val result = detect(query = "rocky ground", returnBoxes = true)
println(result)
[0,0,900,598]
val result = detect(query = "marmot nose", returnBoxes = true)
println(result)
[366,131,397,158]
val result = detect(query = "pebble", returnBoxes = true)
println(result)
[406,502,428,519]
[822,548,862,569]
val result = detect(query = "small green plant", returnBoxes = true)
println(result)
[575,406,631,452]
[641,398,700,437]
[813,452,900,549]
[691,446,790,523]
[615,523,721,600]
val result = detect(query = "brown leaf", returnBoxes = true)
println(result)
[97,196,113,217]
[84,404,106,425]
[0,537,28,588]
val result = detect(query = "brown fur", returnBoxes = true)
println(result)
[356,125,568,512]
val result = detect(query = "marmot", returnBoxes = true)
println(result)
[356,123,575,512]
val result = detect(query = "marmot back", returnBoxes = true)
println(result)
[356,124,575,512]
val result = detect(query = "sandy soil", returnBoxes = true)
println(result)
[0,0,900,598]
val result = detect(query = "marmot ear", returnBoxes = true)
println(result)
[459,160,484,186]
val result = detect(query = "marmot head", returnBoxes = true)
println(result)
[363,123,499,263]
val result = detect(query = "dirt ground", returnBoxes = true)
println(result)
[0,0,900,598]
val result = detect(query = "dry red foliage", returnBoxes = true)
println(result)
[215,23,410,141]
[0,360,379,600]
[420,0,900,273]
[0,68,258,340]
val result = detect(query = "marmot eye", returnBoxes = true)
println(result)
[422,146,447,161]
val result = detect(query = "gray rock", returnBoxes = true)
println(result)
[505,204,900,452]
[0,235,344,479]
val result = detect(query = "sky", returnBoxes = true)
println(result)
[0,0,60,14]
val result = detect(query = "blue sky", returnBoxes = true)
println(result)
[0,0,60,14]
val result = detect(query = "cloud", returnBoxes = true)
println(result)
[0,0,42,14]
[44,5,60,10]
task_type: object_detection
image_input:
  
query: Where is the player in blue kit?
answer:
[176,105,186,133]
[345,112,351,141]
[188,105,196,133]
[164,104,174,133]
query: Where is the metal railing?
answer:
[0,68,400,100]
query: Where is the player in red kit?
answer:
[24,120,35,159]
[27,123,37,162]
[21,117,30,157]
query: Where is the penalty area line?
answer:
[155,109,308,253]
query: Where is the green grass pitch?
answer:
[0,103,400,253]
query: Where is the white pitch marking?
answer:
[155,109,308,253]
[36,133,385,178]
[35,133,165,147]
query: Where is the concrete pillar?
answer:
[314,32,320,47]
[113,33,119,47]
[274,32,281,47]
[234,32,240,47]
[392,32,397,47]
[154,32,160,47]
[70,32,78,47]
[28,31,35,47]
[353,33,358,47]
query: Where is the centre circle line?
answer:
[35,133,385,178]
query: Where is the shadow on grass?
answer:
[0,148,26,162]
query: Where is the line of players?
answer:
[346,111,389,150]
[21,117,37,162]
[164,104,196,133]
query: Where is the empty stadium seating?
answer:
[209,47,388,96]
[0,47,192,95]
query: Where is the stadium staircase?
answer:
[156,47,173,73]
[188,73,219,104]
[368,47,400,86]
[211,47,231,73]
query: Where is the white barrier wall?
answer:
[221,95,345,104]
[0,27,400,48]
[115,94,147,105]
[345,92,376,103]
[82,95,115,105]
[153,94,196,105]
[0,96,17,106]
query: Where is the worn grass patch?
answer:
□ □ □ □ □ □ □
* [Task details]: Rewrite the records from the line with "query: Where is the stadium staircase?" through the last line of the records, requests included. Multiply every bounding-box coordinate in the answers by 0.7 and round each result to a whole number, with halves rounded up.

* [Finished answer]:
query: Where is the stadium staircase?
answer:
[109,33,121,51]
[132,51,153,73]
[258,33,280,60]
[148,33,162,51]
query: Where is the white barrier wall?
answer:
[155,67,242,73]
[0,19,280,34]
[81,66,103,74]
[242,64,263,72]
[57,67,81,74]
[107,66,137,74]
[0,67,12,74]
query: Where is the worn grass patch?
answer:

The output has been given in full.